((

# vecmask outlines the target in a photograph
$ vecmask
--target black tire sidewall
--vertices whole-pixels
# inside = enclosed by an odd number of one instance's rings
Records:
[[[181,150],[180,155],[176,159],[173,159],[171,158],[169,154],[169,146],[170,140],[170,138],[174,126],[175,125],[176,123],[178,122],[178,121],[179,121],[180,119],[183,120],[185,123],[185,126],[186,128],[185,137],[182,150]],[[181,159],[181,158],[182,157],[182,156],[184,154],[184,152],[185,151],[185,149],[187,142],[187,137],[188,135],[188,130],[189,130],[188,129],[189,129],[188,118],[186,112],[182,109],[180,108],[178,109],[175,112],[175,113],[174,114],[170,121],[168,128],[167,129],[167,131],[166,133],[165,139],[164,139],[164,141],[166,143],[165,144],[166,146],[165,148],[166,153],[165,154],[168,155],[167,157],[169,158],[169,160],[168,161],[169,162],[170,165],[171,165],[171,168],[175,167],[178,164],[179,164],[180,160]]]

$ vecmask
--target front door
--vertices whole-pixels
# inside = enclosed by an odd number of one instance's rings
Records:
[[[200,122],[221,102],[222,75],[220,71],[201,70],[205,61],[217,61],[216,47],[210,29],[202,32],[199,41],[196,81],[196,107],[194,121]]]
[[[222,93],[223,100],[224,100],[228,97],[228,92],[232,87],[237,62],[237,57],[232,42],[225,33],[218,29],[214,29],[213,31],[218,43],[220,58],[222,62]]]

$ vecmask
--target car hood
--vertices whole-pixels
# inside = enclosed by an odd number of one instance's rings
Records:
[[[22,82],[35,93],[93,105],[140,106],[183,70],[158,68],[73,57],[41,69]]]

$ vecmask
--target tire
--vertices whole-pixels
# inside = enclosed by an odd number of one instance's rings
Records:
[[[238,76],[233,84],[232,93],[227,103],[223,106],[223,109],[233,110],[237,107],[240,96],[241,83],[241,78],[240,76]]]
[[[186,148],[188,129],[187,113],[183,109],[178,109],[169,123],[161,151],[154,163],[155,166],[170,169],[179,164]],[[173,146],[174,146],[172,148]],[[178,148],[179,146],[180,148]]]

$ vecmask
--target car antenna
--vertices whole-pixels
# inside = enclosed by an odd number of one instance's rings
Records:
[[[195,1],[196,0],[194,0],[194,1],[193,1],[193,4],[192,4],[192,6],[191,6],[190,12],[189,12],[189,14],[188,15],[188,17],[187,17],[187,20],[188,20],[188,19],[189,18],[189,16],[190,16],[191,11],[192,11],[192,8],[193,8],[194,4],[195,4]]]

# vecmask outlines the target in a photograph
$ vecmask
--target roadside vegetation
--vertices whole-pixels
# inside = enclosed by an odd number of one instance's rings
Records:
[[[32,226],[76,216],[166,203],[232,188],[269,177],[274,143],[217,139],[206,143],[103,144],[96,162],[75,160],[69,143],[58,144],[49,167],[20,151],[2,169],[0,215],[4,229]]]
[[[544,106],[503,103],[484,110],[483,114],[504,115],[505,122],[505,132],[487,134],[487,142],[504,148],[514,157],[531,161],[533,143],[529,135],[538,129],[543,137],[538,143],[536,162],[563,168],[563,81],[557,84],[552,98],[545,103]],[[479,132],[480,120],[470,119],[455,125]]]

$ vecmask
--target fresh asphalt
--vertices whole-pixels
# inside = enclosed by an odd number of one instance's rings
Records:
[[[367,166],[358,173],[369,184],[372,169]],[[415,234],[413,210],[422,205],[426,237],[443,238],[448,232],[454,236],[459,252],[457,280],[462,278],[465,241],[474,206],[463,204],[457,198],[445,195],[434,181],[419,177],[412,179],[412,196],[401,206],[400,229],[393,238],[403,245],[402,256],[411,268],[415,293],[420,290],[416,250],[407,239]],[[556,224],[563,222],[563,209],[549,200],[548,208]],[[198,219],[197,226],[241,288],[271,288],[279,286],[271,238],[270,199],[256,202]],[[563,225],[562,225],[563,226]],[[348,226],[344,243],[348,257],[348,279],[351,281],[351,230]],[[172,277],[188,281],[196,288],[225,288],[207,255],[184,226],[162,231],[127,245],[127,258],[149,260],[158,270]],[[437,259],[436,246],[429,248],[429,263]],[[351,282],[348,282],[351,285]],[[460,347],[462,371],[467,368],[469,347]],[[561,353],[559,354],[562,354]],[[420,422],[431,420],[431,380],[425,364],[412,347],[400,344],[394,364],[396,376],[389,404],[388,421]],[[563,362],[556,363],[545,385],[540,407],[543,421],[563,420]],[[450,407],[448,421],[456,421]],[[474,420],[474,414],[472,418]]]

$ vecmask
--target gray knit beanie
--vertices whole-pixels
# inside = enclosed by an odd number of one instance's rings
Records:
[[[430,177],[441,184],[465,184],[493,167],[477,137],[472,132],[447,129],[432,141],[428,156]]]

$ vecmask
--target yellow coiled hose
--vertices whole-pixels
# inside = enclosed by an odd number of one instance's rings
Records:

))

- [EXERCISE REQUIREMENTS]
Reproduce the material verbatim, line by line.

- [RESPONSE TO THE TASK]
# vecmask outlines the target in a photograph
$ vecmask
--target black tire sidewall
--vertices whole-pixels
# inside = enclosed by an odd number of one instance's rings
Records:
[[[181,150],[180,155],[176,159],[173,159],[171,158],[169,154],[169,146],[170,140],[170,138],[174,126],[175,125],[176,123],[178,122],[178,121],[179,121],[180,119],[183,120],[185,123],[185,126],[186,128],[185,137],[182,150]],[[181,159],[181,158],[182,157],[182,156],[184,154],[184,152],[185,151],[185,149],[187,142],[187,137],[188,135],[188,130],[189,130],[188,129],[189,129],[188,118],[186,112],[182,109],[180,108],[178,109],[175,112],[175,113],[174,114],[170,121],[168,128],[167,129],[167,131],[166,133],[165,139],[164,139],[164,141],[166,143],[165,144],[166,146],[165,148],[166,153],[165,154],[168,155],[167,157],[169,158],[169,160],[168,161],[169,162],[170,165],[171,165],[171,168],[175,167],[178,164],[179,164],[180,160]]]

$ vecmask
--target front door
--vertices whole-pixels
# inside = enclosed by an odd number of one instance's rings
Records:
[[[200,122],[221,102],[222,75],[220,71],[201,70],[205,61],[217,61],[216,47],[210,29],[202,32],[199,41],[196,81],[196,107],[194,121]]]
[[[222,93],[223,100],[224,100],[228,97],[228,92],[232,87],[237,62],[237,57],[232,42],[225,33],[218,29],[214,29],[213,31],[218,43],[220,58],[222,62]]]

$ vecmask
--target car hood
--vertices whole-pixels
# inside = enclosed by an odd number of one instance's rings
Records:
[[[22,82],[35,93],[93,105],[140,106],[183,70],[158,68],[73,57],[41,69]]]

$ vecmask
--target tire
--vertices whole-pixels
# inside = enclosed by an odd number of one instance's rings
Records:
[[[238,76],[233,84],[232,93],[227,103],[223,106],[223,109],[233,110],[237,107],[240,96],[241,83],[241,78],[240,76]]]
[[[186,148],[188,129],[187,113],[183,109],[178,109],[169,123],[161,151],[154,163],[155,166],[170,169],[179,164]],[[173,146],[174,146],[172,148]],[[178,148],[179,146],[180,148]]]

$ vecmask
--target car antenna
--vertices whole-pixels
# inside = enclosed by an odd number of one instance's rings
Records:
[[[195,1],[196,0],[194,0],[194,1],[193,1],[193,4],[192,4],[192,6],[191,6],[190,12],[189,12],[189,14],[188,15],[188,17],[187,17],[187,20],[188,20],[188,19],[189,18],[189,16],[190,16],[191,11],[192,11],[192,8],[193,8],[194,4],[195,4]]]

# vecmask outlines the target in a photograph
$ vecmask
--target roadside vegetation
--vertices whole-pixels
# inside = enclosed by an odd number of one instance's rings
Records:
[[[32,226],[76,216],[166,203],[232,188],[269,177],[274,143],[217,139],[206,143],[103,144],[96,162],[75,160],[69,143],[58,144],[49,167],[20,151],[2,169],[0,215],[4,229]]]
[[[544,106],[503,103],[484,110],[483,114],[504,115],[505,122],[505,132],[487,134],[487,142],[504,148],[514,157],[531,161],[533,143],[529,135],[538,129],[543,137],[538,143],[536,162],[563,168],[563,81],[557,84],[552,98],[545,103]],[[479,132],[480,120],[470,119],[455,125]]]

$ vecmask
--target fresh asphalt
--vertices whole-pixels
# inside = enclosed by an odd number of one instance's rings
Records:
[[[367,166],[358,173],[369,184],[372,169]],[[415,234],[413,210],[422,205],[426,237],[443,238],[448,232],[454,236],[459,252],[457,280],[462,278],[465,241],[474,206],[463,204],[457,198],[445,195],[434,181],[419,177],[412,179],[412,196],[401,206],[400,229],[393,238],[403,245],[402,256],[411,268],[415,293],[420,290],[416,250],[407,239]],[[556,224],[563,222],[563,209],[549,200],[548,208]],[[198,219],[197,226],[241,288],[271,288],[279,286],[271,238],[270,199],[256,202]],[[563,225],[562,225],[563,226]],[[348,226],[344,243],[348,257],[348,279],[351,281],[351,230]],[[172,277],[188,281],[196,288],[225,288],[207,255],[184,226],[162,231],[127,245],[127,258],[149,260],[158,270]],[[437,259],[436,246],[429,248],[429,263]],[[351,282],[348,282],[351,285]],[[460,347],[462,371],[467,368],[469,347]],[[561,353],[559,354],[562,354]],[[420,422],[431,420],[431,380],[425,364],[412,347],[400,344],[394,364],[396,376],[389,404],[388,421]],[[563,362],[556,363],[545,385],[540,407],[543,421],[563,420]],[[450,407],[448,421],[456,421]],[[474,420],[474,414],[472,418]]]

$ vecmask
--target gray knit beanie
--vertices whole-pixels
# inside = enclosed by an odd number of one instance's rings
Records:
[[[430,177],[441,184],[465,184],[493,167],[477,137],[472,132],[447,129],[432,141],[428,156]]]

$ vecmask
--target yellow coiled hose
--vertices whole-pixels
# inside = enclosed by an odd number of one instance's rings
Records:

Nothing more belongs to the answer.